Multi-robot Path Planning with Rapidly-exploring Random Disjointed-Trees

Traditional path planning algorithms can be mainly divided into two categories, namely graph-based algorithms and sampling-based algorithms. Graph search algorithms search the space to find the shortest path. These algorithms perform well in cases with small search spaces. However, their computational complexity increases significantly when the search space gets larger [3]. On the other hand, sampling-based algorithms generate paths via random sampling in the state space. The representative algorithm is Rapidly-exploring Random Tree* (RRT*) [4]. These algorithms can utilize randomness, require less computation, and quickly generate feasible paths.

## [PROMPT]
Rewrite the path planning passage starting at "Traditional path planning" and ending at "generate feasible paths.", changing "sampling-based algorithms" to "random-sampling algorithms".

## [INFORMATION SHOWN]
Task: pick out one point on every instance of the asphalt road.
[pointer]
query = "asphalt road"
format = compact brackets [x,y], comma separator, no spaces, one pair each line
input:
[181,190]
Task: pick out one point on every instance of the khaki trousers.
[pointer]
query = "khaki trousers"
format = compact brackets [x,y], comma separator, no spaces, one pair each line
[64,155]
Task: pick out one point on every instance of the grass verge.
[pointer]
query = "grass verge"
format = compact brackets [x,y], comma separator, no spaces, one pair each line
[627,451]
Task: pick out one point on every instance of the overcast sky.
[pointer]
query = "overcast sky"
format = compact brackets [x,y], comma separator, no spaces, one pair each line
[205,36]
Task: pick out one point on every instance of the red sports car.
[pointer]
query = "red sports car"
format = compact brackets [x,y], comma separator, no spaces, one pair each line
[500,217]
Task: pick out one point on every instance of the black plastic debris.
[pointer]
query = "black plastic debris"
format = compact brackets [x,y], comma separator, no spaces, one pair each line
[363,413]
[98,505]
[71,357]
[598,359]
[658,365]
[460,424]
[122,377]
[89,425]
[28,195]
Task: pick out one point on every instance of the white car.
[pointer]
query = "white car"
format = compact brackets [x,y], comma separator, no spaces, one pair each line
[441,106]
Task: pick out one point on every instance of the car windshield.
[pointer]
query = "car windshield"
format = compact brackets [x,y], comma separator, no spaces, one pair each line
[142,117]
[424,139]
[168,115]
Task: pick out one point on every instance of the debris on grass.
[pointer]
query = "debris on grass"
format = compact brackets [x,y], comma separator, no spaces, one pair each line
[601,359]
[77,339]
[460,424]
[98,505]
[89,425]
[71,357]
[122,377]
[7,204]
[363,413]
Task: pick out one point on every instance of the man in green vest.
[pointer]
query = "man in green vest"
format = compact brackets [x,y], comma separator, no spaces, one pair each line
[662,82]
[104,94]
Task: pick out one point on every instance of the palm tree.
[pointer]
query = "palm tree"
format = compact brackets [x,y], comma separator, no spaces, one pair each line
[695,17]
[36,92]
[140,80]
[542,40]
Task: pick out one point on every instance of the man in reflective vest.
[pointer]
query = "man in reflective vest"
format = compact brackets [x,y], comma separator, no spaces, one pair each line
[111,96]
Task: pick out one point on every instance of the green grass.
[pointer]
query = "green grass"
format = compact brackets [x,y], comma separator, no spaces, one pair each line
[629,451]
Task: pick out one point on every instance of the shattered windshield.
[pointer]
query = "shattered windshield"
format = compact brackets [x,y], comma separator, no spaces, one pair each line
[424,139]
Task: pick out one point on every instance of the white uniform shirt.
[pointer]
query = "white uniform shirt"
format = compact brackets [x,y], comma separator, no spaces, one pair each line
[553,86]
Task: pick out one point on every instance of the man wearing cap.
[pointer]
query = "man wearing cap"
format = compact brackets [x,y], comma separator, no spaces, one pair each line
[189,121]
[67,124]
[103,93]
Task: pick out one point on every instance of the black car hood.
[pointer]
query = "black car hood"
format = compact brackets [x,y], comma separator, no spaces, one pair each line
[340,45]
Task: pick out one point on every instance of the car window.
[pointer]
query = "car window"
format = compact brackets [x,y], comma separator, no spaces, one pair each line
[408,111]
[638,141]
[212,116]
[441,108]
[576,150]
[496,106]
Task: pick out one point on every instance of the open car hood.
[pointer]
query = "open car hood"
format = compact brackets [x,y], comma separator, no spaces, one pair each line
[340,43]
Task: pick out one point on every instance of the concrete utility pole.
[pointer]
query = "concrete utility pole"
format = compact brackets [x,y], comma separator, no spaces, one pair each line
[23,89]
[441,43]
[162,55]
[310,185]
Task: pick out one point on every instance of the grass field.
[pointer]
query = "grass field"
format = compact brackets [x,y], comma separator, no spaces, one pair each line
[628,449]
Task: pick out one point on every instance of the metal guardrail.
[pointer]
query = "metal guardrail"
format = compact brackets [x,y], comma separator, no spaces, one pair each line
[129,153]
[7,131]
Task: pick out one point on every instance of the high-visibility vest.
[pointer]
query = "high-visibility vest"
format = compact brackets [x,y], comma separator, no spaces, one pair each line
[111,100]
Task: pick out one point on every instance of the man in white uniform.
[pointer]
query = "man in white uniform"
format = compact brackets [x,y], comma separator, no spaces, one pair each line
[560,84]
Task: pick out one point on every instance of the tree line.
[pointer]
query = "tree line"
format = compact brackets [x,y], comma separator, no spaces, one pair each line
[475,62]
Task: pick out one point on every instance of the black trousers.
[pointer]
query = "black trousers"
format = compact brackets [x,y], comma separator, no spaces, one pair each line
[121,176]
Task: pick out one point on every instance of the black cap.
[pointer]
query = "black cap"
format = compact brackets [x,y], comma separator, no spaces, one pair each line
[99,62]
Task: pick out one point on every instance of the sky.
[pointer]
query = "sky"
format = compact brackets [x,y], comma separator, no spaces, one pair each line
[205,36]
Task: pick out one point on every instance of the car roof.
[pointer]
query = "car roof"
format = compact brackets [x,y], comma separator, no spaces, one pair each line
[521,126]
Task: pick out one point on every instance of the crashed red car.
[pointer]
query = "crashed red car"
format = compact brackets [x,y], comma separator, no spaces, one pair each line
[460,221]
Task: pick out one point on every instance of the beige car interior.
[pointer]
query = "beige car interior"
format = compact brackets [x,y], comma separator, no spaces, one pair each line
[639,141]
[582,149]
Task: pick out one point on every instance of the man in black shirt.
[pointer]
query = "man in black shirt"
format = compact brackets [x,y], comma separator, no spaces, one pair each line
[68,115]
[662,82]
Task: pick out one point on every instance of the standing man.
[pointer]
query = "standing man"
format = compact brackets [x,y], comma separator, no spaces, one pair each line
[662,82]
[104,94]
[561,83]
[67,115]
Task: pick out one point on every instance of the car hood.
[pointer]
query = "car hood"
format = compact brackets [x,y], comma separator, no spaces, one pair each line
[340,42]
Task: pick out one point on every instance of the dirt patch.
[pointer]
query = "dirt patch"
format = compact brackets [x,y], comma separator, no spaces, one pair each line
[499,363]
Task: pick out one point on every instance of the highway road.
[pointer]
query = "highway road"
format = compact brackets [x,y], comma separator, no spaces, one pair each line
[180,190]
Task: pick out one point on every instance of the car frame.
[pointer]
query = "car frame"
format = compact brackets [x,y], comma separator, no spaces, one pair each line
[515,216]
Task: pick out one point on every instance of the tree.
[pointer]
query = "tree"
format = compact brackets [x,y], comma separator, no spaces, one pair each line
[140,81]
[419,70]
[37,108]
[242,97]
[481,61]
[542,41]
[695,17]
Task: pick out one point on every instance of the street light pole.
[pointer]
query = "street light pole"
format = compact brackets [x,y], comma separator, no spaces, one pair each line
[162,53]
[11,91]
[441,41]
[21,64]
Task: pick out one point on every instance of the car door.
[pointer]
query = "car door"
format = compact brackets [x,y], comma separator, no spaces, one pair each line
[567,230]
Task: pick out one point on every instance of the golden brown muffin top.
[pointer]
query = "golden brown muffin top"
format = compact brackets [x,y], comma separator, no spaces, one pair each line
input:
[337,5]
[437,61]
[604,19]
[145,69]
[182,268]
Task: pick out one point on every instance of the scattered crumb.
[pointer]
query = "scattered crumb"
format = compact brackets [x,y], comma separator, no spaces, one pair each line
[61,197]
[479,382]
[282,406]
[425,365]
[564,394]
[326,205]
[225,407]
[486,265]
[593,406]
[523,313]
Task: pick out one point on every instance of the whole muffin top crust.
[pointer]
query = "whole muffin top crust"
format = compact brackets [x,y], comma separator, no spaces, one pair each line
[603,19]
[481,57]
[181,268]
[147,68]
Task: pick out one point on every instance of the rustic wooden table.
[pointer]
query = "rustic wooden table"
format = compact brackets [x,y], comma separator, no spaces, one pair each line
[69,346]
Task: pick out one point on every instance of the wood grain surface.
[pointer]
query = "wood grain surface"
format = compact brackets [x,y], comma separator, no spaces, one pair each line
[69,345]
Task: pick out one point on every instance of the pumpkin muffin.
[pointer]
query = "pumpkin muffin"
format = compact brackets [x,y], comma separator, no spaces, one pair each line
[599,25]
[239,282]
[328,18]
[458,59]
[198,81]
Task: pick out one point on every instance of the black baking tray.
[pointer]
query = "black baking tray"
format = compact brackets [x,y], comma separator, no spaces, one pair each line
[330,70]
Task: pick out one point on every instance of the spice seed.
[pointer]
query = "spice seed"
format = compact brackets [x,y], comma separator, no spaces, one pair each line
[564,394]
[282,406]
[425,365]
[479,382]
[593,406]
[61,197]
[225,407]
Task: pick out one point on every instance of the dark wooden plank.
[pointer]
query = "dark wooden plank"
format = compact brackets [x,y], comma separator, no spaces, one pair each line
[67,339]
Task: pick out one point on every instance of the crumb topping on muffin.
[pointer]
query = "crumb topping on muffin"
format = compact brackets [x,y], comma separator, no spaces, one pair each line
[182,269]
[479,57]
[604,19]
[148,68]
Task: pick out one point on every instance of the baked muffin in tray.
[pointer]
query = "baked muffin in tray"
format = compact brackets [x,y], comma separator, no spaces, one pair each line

## [ANSWER TO THIS TASK]
Traditional path planning algorithms can be mainly divided into two categories, namely graph-based algorithms and random-sampling algorithms. Graph search algorithms search the space to find the shortest path. These algorithms perform well in cases with small search spaces. However, their computational complexity increases significantly when the search space gets larger [3]. On the other hand, random-sampling algorithms generate paths via random sampling in the state space. The representative algorithm is Rapidly-exploring Random Tree* (RRT*) [4]. These algorithms can utilize randomness, require less computation, and quickly generate feasible paths.